參考原文 >>
PyTorch遷移學習入門——VGG16 圖像分類

前言

遷移學習指的是保存已有問題的解決模型,並將其利用在其他不同但相關問題上。 比如說,訓練用來辨識汽車的模型也可以被用來提升識別卡車的能力。很多情況下遷移學習能夠簡化或降低模型構建的難度,甚至還能取得不錯的準確度。
本文將針對一個小的圖片數據集,使用PyTorch進行遷移學習演示,包括如何使用預訓練模型,並將結果自己搭建的卷積神經網絡模型進行性能比較。

數據集介紹

考慮到VGG16要求圖像的形狀爲(224,224,3),即像素爲224x224的彩色圖像,因爲我準備用這個數據集進行實驗。所謂的應急車輛包括:警車、消防車和救護車。在數據集中有一個emergency_train.csv,用來存放訓練樣本的標籤。
數據集下載:【提取碼:pyne】

選取預訓練模型

預訓練模型是由某個人或團隊爲解決特定問題而已經設計和訓練好的模型。預訓練模型在深度學習項目中非常有用,因爲並非所有人都擁有足夠多的算力。我們需要使用本地機器,因此預訓練的模型就可以節約很多時間。預訓練的模型通過將其權重和偏差矩陣傳遞給新模型來得以共享他們訓練好的參數。因此,在進行遷移學習之前,我要首先選擇一個合適的預訓練模型,然後將其權重和偏差矩陣傳遞給新模型。針對不同的深度學習任務可能有很多預訓練模型可用,現在針對我要做的這個任務確定哪種模型最適合,根據我們的數據集介紹,我會選擇VGG16在ImageNet上的預訓練模型,而不是在MNIST上的預訓練模型,因爲我們的數據集中包含車輛圖像,ImageNet中具有豐富的車輛圖像,因此前者應該更爲合理。總之,選擇預訓練模型時不是考慮參數量和性能表現,而是考慮任務間的相關性以及數據集的相似程度。

數據處理

# PyTorch libraries and modules
import torch
from torch.autograd import Variable
from torch.nn import Linear, ReLU, CrossEntropyLoss, Sequential, Conv2d, MaxPool2d, Module, Softmax, BatchNorm2d, Dropout
from torch.optim import Adam, SGD
import pandas as pd
import numpy as np
from tqdm import tqdm

# torchvision for pre-trained models
from torchvision import models

# 導入讀取和展示圖片工具
from skimage.io import imread
from skimage.transform import resize
import matplotlib.pyplot as plt

# 數據切分,製作驗證集
from sklearn.model_selection import train_test_split

# 模型評價
from sklearn.metrics import accuracy_score

接下來,讀取包含圖像名稱和相應標籤的.csv文件,並查看內容:

# loading dataset
train = pd.read_csv('emergency_train.csv')
print(train.shape)
train.head(10)

在這裏插入圖片描述
該csv文件中包含兩列:

  • image_names: 代表數據集中所有圖像的名稱
  • Emergency_or_no: 指定特定圖像屬於緊急類別還是非緊急類別。0表示圖像是非緊急車輛,1表示緊急車輛

接下來,我們將加載所有圖像並將其以數組格式存儲:

# 加載訓練圖像
train_img = []
for img_name in tqdm(train['image_names']):
    # defining the image path
    image_path = 'images/' + img_name
    # reading the image
    img = imread(image_path)

給定材料 >>
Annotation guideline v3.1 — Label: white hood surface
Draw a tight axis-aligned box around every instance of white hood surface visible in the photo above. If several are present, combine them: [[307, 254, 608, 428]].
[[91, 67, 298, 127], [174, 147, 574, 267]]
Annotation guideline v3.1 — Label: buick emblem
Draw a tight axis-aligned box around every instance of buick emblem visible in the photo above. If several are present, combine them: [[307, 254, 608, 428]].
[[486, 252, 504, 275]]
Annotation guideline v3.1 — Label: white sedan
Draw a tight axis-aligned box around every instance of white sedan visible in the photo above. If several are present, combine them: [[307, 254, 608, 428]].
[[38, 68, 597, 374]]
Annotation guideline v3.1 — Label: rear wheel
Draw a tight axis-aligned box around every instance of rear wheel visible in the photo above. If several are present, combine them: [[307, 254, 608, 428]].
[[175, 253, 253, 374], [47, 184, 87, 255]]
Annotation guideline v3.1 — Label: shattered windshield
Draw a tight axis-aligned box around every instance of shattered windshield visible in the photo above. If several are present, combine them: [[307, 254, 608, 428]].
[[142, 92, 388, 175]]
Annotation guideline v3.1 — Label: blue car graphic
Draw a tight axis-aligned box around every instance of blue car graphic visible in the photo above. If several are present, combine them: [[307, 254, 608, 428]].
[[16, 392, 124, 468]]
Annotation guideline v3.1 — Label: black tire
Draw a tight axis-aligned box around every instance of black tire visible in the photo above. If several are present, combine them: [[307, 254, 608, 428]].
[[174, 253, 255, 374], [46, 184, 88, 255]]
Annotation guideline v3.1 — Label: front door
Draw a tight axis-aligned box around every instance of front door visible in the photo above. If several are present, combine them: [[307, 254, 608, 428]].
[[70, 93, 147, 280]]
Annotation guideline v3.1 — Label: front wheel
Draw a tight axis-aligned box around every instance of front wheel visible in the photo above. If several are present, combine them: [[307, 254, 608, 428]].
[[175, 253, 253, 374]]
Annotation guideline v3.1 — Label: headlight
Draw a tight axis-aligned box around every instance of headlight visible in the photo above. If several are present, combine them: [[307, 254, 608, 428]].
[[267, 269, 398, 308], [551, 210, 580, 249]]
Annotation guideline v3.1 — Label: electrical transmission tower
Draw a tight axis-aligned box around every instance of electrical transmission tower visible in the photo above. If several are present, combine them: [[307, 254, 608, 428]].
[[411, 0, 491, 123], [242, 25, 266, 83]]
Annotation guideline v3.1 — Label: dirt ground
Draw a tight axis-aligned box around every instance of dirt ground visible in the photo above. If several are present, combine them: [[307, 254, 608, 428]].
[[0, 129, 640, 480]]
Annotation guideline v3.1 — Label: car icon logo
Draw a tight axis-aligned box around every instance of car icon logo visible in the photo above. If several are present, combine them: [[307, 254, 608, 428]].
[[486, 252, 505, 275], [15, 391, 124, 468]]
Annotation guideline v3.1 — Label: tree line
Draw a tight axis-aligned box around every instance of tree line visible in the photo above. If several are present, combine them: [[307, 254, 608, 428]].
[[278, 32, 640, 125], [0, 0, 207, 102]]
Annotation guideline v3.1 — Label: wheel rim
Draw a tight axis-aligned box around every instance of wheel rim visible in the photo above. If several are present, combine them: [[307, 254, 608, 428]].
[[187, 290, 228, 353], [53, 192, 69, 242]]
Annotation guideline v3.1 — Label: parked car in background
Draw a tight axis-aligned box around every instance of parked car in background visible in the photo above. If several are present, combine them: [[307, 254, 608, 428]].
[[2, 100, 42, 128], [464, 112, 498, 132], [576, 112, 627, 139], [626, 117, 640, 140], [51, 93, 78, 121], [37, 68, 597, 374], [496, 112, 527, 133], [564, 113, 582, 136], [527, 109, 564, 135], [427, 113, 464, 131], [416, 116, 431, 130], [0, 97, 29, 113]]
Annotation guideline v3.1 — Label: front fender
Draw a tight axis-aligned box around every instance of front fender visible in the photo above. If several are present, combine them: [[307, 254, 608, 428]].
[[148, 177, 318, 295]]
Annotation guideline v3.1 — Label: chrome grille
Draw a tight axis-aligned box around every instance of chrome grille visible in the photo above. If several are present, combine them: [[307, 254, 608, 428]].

任務清單 >>
1. 從原文中一字不差地摘錄自「本文將針對一個小的圖片數據集」起、一直到「相關性以及數據集的相似程度。」爲止的全部內容。
2. 用兩句話概括原文。
3. 根據原文，判斷下列說法是否成立，每項答「是」或「否」，並一字不差地引用原文中作爲依據的語句：
(a) 選擇預訓練模型時主要應考慮參數量和性能表現。
(b) 在Emergency_or_no一列中，1表示緊急車輛。
(c) 作者選用的是在MNIST上預訓練的VGG16模型。

各題解答 >>
1.
本文將針對一個小的圖片數據集,使用PyTorch進行遷移學習演示,包括如何使用預訓練模型,並將結果自己搭建的卷積神經網絡模型進行性能比較。

數據集介紹

考慮到VGG16要求圖像的形狀爲(224,224,3),即像素爲224x224的彩色圖像,因爲我準備用這個數據集進行實驗。所謂的應急車輛包括:警車、消防車和救護車。在數據集中有一個emergency_train.csv,用來存放訓練樣本的標籤。
數據集下載:【提取碼:pyne】

選取預訓練模型

預訓練模型是由某個人或團隊爲解決特定問題而已經設計和訓練好的模型。預訓練模型在深度學習項目中非常有用,因爲並非所有人都擁有足夠多的算力。我們需要使用本地機器,因此預訓練的模型就可以節約很多時間。預訓練的模型通過將其權重和偏差矩陣傳遞給新模型來得以共享他們訓練好的參數。因此,在進行遷移學習之前,我要首先選擇一個合適的預訓練模型,然後將其權重和偏差矩陣傳遞給新模型。針對不同的深度學習任務可能有很多預訓練模型可用,現在針對我要做的這個任務確定哪種模型最適合,根據我們的數據集介紹,我會選擇VGG16在ImageNet上的預訓練模型,而不是在MNIST上的預訓練模型,因爲我們的數據集中包含車輛圖像,ImageNet中具有豐富的車輛圖像,因此前者應該更爲合理。總之,選擇預訓練模型時不是考慮參數量和性能表現,而是考慮任務間的相關性以及數據集的相似程度。

2. 遷移學習是把已有問題的解決模型用於不同但相關的問題，本文以PyTorch在一個小的應急車輛圖片數據集上演示遷移學習，並與自建的卷積神經網絡比較性能。作者依據任務相關性和數據集相似程度選用在ImageNet上預訓練的VGG16，隨後讀取存放圖像名稱和標籤的emergency_train.csv，並把圖像加載爲數組。

3.
(a) 否。「選擇預訓練模型時不是考慮參數量和性能表現,而是考慮任務間的相關性以及數據集的相似程度」
(b) 是。「0表示圖像是非緊急車輛,1表示緊急車輛」
(c) 否。「我會選擇VGG16在ImageNet上的預訓練模型,而不是在MNIST上的預訓練模型」